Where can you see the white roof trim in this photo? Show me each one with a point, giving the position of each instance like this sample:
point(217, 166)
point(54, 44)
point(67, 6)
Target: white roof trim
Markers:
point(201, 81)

────

INSTRUCTIONS TO FOLLOW>
Copy the records above word for word, with nothing left out or changed.

SOLUTION TO THIS PROBLEM>
Where can you see the white roof trim in this photo? Show me each one with a point, giving the position of each instance like this sample:
point(217, 166)
point(54, 44)
point(67, 6)
Target: white roof trim
Markers:
point(201, 81)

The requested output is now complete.